Location identification entries:
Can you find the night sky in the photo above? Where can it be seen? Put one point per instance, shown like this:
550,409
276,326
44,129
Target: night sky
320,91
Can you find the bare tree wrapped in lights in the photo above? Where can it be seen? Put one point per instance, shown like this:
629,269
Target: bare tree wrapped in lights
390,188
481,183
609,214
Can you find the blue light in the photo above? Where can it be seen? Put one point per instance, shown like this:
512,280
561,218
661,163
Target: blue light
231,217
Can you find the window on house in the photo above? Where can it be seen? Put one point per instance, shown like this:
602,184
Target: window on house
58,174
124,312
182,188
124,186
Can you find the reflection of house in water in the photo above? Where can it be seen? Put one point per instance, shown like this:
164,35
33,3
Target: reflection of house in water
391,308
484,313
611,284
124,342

▸ What is asked: Format the lines above as a numbered list, leaving out any blank lines.

▸ Finished task:
1. Can you find the night sky in the photo above? Where can it be seen? Put one point per instance, shown like this:
2. 550,409
3. 276,326
4. 44,129
5. Target: night sky
6. 320,91
7. Can you find the bare tree wrapped in lights in the photo above? Where can it be seen? Put one point per instance, shown like this:
8. 629,269
9. Target: bare tree wrapped in lights
10. 390,188
11. 481,183
12. 609,214
13. Can you find the blue light in the photo above? Where can it be seen? Put one point per instance, shown like this:
14. 512,280
15. 561,218
16. 661,163
17. Target: blue light
18. 231,217
19. Can you find the window on house in the photo above? Where can it be seen? Put one point per instance, shown like this:
20. 602,184
21. Target: window on house
22. 58,174
23. 124,312
24. 182,188
25. 124,186
26. Can you find the reflection of house in water in the photo above? Where can it be seen? Put one point per instance, shown like this:
27. 164,35
28. 33,3
29. Target: reflection of house in water
30. 391,308
31. 484,313
32. 611,284
33. 124,342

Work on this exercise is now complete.